Verilen görev 1:
Gezi davası kararı üzerine yazılmış aşağıdaki yazıya göre şu ifadeler doğru mu? (a) Cumhurbaşkanlığı ve milletvekilleri seçimleri yaklaşık bir sene sonra yapılacak. (b) Toplumun tepki verebileceği üç yol var. (c) Erdoğan ve ekibi olası artçıları bilmiyor. Her biri için evet ya da hayır deyin ve yazıdaki belirleyici sözleri aynen alıntılayın.
Verilen görev 2:
Aşağıdaki Gezi kararı yazısına göre Türkiye adım adım hangi döneme gidiyor?
Verilen görev 3:
Aşağıdaki Gezi kararı yazısı Türkiye'nin ekonomik durumuna dair hangi sorunları sayıyor? Hepsini listeleyin.

Sayfa:

◇ ◇ ◇

Gezi mahkeme (???) kararı daha çok yeni, acısı çok taze, bu nedenden oradan başlayalım.
Hukuk devletinden, hatta bırakın hukuk devletini, kanun devletinden zerre kadar nasibini almamış bu kararı bir yargı organının kendi iradesi ile aldığını söylemesinler, en azından zekamızla dalga geçmemiş olurlar.
Benzer yaşanmışları arka arkaya yazmaya kalksam sayfalar sayfalar sürer, bu nedenden bir örnek olay olarak Gezi davası kararını düşünelim.
Aklı başında, vicdan sahibi herkesi çok rahatsız eden, hatta çıldırtan Gezi davası kararının bu şekliyle çıkmasının nedeni acaba ne?
Tekraren ifade ediyorum, kimse lütfen bağımsız yargı falan demesin bana.
Bu kararın toplumun bir kesiminin, büyüklüğünü kimse kestiremez, sinir uçları ile oynanması anlamına geldiği açık.
Muhtemelen de zaten hedef bu.
Bu Gezi kararının artçı sallantıları da gelecek, işler çok yavaş, insanı sinirlendirecek ölçüde yavaş da işlese, Avrupa Konseyi ve AİHM, Kavala kararının Türkiye tarafından uygulanmamasının gereklerini bir biçimde yerine getirecekler.
Bu gereğinin yerine getirilmesi sürecinde de, mesela Avrupa Konseyi üyeliğimizin askıya alınması, karar mekanizmalarında oylamalara katılmamızın engellenmesi gibi artçılar göreceğiz, bunu bilmeyen yok.
Erdoğan ve ekibi de mutlaka biliyorlar bunu.
Ama yine de yapıyorlarsa mutlaka bir planları var.
Türkiye çok yüksek bir enflasyon, düşük büyüme yani artan işsizlik yani stagflasyon dönemine gidiyor adım adım; azalan satınalma gücü herkesi zorluyor.
Bu çok sorunlu ortama bir de büyük hukuk, siyaset skandalları eklenince durum daha da karışıyor.
Toplum bu duruma bir tepki verecek ama nasıl?
İki yol var sanki.
Birincisi, yaklaşık bir sene sonra olacak Cumhurbaşkanlığı ve milletvekilleri seçimlerini düşünerek, her türlü provokasyonu önlemek için adeta tepkisizliği seçmek, bu rezaletlere yanıt için sandığı beklemek.
İlk bakışta doğru gibi geliyor ama muhalefetin bu muhtemel stratejik tepkisizlik tepkisini hesaplayan Erdoğan ve AKP yönetimi acaba böylece dikensiz bir gül bahçesi mi öngörüyor ve toplum sokağa dökülmeden seçime kadar önlerindeki engelleri, seçim kanunu mesela, rahatça temizlemeyi mi düşünüyor?

◇ ◇ ◇

Gösterilen materyal:
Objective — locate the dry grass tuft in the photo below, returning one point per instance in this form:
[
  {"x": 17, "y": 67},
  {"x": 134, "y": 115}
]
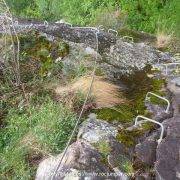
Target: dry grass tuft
[
  {"x": 105, "y": 94},
  {"x": 163, "y": 40}
]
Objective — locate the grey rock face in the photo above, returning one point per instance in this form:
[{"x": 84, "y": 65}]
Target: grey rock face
[
  {"x": 146, "y": 152},
  {"x": 126, "y": 57},
  {"x": 81, "y": 158},
  {"x": 168, "y": 157}
]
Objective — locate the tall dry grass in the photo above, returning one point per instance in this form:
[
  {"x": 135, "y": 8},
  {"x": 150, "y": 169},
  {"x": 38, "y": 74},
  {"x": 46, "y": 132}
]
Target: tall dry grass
[{"x": 105, "y": 94}]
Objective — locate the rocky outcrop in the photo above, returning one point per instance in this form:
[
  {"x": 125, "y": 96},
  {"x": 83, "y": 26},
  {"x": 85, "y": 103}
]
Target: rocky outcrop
[
  {"x": 117, "y": 56},
  {"x": 168, "y": 152},
  {"x": 81, "y": 161},
  {"x": 89, "y": 157},
  {"x": 146, "y": 152}
]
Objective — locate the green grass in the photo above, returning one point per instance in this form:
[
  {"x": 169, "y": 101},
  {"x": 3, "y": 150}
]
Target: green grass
[
  {"x": 35, "y": 132},
  {"x": 144, "y": 15}
]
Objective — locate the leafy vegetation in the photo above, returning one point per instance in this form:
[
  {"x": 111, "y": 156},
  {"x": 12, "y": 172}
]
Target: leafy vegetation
[
  {"x": 144, "y": 15},
  {"x": 30, "y": 135}
]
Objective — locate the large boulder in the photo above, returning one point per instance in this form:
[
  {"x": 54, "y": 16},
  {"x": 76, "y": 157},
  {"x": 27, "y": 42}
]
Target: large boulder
[
  {"x": 81, "y": 161},
  {"x": 168, "y": 157},
  {"x": 125, "y": 58}
]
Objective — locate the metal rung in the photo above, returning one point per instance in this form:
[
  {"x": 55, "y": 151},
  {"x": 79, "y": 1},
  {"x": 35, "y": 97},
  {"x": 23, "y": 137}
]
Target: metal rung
[
  {"x": 128, "y": 37},
  {"x": 169, "y": 64},
  {"x": 160, "y": 97},
  {"x": 151, "y": 120},
  {"x": 113, "y": 31}
]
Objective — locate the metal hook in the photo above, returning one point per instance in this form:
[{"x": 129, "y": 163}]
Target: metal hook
[
  {"x": 46, "y": 24},
  {"x": 151, "y": 120},
  {"x": 160, "y": 97},
  {"x": 168, "y": 64},
  {"x": 101, "y": 27},
  {"x": 113, "y": 31},
  {"x": 128, "y": 37}
]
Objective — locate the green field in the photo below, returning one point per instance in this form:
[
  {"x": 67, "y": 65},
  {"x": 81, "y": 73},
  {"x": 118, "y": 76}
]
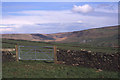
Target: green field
[
  {"x": 47, "y": 69},
  {"x": 41, "y": 69},
  {"x": 72, "y": 46}
]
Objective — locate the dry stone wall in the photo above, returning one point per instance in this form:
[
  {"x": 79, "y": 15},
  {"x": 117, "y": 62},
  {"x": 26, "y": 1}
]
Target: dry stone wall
[{"x": 97, "y": 60}]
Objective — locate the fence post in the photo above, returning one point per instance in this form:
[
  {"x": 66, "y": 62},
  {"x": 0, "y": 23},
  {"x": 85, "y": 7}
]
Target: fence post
[
  {"x": 16, "y": 48},
  {"x": 55, "y": 56}
]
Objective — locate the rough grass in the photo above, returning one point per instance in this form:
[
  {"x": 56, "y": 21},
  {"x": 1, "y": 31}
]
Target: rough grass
[
  {"x": 73, "y": 46},
  {"x": 41, "y": 69}
]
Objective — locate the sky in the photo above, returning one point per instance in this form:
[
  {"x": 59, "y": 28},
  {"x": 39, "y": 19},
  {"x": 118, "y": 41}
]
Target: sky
[{"x": 55, "y": 17}]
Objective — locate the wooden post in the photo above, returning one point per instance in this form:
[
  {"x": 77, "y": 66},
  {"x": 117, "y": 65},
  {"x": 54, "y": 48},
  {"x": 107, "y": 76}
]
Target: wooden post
[
  {"x": 55, "y": 56},
  {"x": 16, "y": 48}
]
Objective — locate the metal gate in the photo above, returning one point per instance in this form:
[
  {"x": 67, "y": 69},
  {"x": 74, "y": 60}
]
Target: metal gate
[{"x": 35, "y": 52}]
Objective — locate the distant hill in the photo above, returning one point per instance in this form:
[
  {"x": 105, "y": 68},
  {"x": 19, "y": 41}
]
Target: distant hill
[{"x": 105, "y": 36}]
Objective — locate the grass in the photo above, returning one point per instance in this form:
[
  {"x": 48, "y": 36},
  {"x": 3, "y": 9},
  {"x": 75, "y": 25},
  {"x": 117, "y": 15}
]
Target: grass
[
  {"x": 40, "y": 69},
  {"x": 73, "y": 46}
]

◇ ◇ ◇

Tam yanıt 1:
(a) Evet: "yaklaşık bir sene sonra olacak Cumhurbaşkanlığı ve milletvekilleri seçimlerini"
(b) Hayır: "İki yol var sanki."
(c) Hayır: "Erdoğan ve ekibi de mutlaka biliyorlar bunu."

Tam yanıt 2:
Çok yüksek enflasyon, düşük büyüme ve artan işsizlikle gelen bir stagflasyon dönemine.

Tam yanıt 3:
- Çok yüksek enflasyon
- Düşük büyüme
- Artan işsizlik
- Stagflasyon
- Azalan satınalma gücü